Nothing may be left out or changed. Print every entry.

-- Data under study follows --

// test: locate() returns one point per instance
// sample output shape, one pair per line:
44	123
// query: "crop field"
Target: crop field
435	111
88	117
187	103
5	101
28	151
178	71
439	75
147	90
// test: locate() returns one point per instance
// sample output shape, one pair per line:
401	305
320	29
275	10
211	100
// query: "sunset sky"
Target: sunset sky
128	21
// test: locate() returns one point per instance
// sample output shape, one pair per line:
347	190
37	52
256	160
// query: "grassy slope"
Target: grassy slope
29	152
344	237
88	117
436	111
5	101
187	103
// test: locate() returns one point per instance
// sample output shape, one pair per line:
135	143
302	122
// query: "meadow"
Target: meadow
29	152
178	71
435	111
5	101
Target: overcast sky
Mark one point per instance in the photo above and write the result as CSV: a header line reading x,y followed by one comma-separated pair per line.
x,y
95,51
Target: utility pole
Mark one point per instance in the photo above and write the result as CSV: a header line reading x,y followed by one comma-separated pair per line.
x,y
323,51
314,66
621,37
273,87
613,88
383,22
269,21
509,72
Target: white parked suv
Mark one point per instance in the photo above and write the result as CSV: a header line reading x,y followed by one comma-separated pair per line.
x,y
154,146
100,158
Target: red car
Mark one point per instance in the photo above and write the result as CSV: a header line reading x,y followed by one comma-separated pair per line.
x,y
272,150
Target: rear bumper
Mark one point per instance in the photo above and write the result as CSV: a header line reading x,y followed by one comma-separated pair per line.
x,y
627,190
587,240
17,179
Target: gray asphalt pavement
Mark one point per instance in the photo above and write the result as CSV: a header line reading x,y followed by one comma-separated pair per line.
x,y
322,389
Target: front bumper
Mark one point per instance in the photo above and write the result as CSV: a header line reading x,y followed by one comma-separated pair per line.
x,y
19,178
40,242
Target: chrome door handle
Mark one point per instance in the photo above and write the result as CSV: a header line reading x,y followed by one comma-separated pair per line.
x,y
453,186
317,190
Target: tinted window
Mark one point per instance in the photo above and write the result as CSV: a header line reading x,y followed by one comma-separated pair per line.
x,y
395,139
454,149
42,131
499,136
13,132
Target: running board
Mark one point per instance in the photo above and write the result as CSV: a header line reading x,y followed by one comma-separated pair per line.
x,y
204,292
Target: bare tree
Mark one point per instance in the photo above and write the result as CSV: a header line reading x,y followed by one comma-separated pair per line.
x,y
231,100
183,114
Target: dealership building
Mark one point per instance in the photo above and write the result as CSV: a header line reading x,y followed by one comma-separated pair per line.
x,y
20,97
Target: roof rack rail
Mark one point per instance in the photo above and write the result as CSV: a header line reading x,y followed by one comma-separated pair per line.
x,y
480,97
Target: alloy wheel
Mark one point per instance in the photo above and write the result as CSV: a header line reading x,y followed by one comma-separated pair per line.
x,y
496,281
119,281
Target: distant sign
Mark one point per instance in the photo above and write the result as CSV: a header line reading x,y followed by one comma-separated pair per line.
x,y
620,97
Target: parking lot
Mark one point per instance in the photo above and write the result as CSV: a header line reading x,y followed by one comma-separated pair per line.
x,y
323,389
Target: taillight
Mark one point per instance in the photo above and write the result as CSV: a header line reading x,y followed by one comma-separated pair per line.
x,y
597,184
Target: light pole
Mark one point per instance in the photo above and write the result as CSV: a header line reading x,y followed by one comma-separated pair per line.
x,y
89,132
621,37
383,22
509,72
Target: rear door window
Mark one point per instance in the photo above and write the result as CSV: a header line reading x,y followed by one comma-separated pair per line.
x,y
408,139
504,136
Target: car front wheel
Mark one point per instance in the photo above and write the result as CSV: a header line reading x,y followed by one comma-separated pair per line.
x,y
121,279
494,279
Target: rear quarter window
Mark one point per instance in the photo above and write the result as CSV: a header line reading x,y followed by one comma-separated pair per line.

-- Data under study concluded --

### Result for this exercise
// test: locate() returns one point per instance
// sample output shape, one pair per line:
44	123
// query: "crop field"
Target: crop field
435	111
88	117
187	103
5	101
28	151
178	71
439	75
147	90
// test: locate() returns one point per instance
// sample output shape, one pair per line:
401	305
320	29
275	10
211	100
// query: "sunset sky"
Target: sunset sky
128	21
// test: locate() returns one point per instance
// sample output shape, one pair per line:
347	190
37	52
256	160
// query: "grassy slope"
Target: grassy slope
29	152
344	237
88	117
436	111
5	101
187	103
// test: locate() returns one point per instance
// sample output shape, one pair per line:
135	143
302	122
// query: "meadow"
Target: meadow
29	152
178	71
435	111
5	101
Target: overcast sky
Mark one point per instance in the photo above and write the result as CSV: a header line reading x,y followed by one comma-separated pair per line.
x,y
95,51
Target: utility pole
Mark one point per instance in the photo above and write the result as CSV: a header line reading x,y followed by one comma-separated pair per line.
x,y
323,51
314,66
621,37
273,87
613,88
383,22
269,21
509,72
Target: white parked suv
Mark one point per instance in the photo above and write the result as CSV: a header line reading x,y followed by one comma-separated pair per line.
x,y
154,146
100,158
Target: red car
Mark one point per instance in the photo above and write the result as CSV: a header line reading x,y followed by one comma-separated pair per line.
x,y
272,150
Target: rear bumper
Mark one point per instance in the photo above and write the result as CSV: a header line reading x,y followed by one comma-separated pair per line.
x,y
627,190
587,240
17,179
Target: gray asphalt pavement
Mark one point per instance in the photo above and write the result as CSV: a header line reading x,y followed by one comma-separated pair per line.
x,y
322,389
Target: front bumper
Mark one point per instance in the photo above and write the result as CSV: a header line reading x,y followed by one comma-separated pair per line.
x,y
19,178
40,242
Target: chrome door handle
Mark one point per instance in the photo above and write the result as CSV: a header line reading x,y followed by one comma-separated pair per line.
x,y
453,186
317,190
Target: tinted window
Mark one point per instance in the photo above and write the result as CSV: a header line reading x,y followed by one comma-separated pair per line.
x,y
395,139
454,149
42,131
499,136
13,132
Target: running board
Mark one point per instance in the photo above and write the result as CSV: a header line reading x,y followed by one comma-separated pair per line.
x,y
204,292
Target: bare tree
Mark one point per instance in the photo above and write the result as CSV: a header line reading x,y followed by one comma-separated pair per line.
x,y
231,100
183,114
Target: dealership building
Mark one point per instance in the photo above and write the result as CSV: a header line reading x,y followed by one comma-separated pair per line.
x,y
20,97
Target: roof rack rail
Mark one point per instance in the photo above and write the result as CSV: a header line reading x,y followed by one comma-separated pair per line.
x,y
480,97
Target: alloy wheel
Mark one point per instance in the photo above and write the result as CSV: a header line reading x,y followed by one comma-separated pair per line.
x,y
496,281
119,281
Target: distant sign
Mark one point per instance in the photo above and write the result as CSV: a header line reading x,y followed by one comma-separated pair per line.
x,y
620,97
Target: parking lot
Mark one point per instance in the photo above and write the result as CSV: a header line reading x,y followed by one comma-separated pair per line.
x,y
323,389
Target: taillight
Mark one point per instance in the photo above and write the result as CSV: a header line reading x,y followed by one comma-separated pair per line.
x,y
597,184
Target: light pole
Mark one point per instance in the photo above and write the result as CSV: a header line reading x,y followed by one comma-separated pair per line.
x,y
89,132
621,37
383,22
509,72
Target: rear door window
Mark one point per instance in the photo above and write the result as CSV: a header line reading x,y followed by one comma-separated pair per line.
x,y
408,139
504,136
Target: car front wheel
Mark one point per instance in the photo above and write the result as CSV: a header line reading x,y followed by one comma-separated pair per line.
x,y
121,279
494,279
Target: rear quarter window
Mark one point per instance in the photo above and write the result as CSV: a header line reading x,y followed by one comma-separated pair per line.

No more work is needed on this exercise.